◆ EXCERPT
# today



## LarryRB

today is 6-6-06 and the 30 mtg rate is 6.66


----------



## Doc

and at 7:06 this morning the time was 6:66  


What's it all mean?


----------



## Melensdad

As I drove to work at 6 am it was 66 degrees.



			
				Doc said:
			
		

> What's it all mean?



NOT A DAMN THING!


----------



## LarryRB

Doc said:
			
		

> and at 7:06 this morning the time was 6:66
> 
> 
> What's it all mean?


it's for those that are superstitious or stupidstitious,.
Today is the 6th day of the 6th month of the 6th year
of the new century, some say it's Satan's Day because
of the numerology, it's not, it's the anniversary of
the "D Day" invasion of Europe, the Liberation began
on this day in 1944, many of our Fathers participated
in this great war of liberation, thank God that they
did and were successful in defeating tyranny across
the globe, my thanks and respect to all who served in
the "Great Crusade".


----------



## XeVfTEUtaAqJHTqq

Shouldn't this be in the "jokes" section?


----------



## Mith

666, unlucky lady.....


----------



## bczoom

PBinWA said:
			
		

> Shouldn't this be in the "jokes" section?


I'm wondering the same.

Larry - It's your thread.  OK with you?

Brian


----------



## JayC

This 666 thing is really going to far. I received a book I had ordered yesterday about the German battleship Bismarck. It is published by Warner Books. You know what the address is? Take a wild guess, I dare ya.

666 Fifth Avenue
New York, NY 10103




I'm so sick of this 666 thing. It really isn't 6, 6, 6. Last I checked this was the year 2006 not the year 6. 6, 6,* 0*6 doesn't make 666. People will get wrapped up about the stupidest things. At least Hell is having a good time...

_http://www.hell2u.com_


----------

◆ PROBLEM TO SOLVE
Write out the part of the 6-6-06 thread from "This 666 thing is" to "guess, I dare ya.", word for word. You can leave the records aside; they aren't needed here.

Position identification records

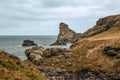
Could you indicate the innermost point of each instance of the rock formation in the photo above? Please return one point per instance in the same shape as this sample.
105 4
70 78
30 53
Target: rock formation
102 25
68 35
65 35
97 57
28 43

◆ SOLUTION FOR THIS PROBLEM
This 666 thing is really going to far. I received a book I had ordered yesterday about the German battleship Bismarck. It is published by Warner Books. You know what the address is? Take a wild guess, I dare ya.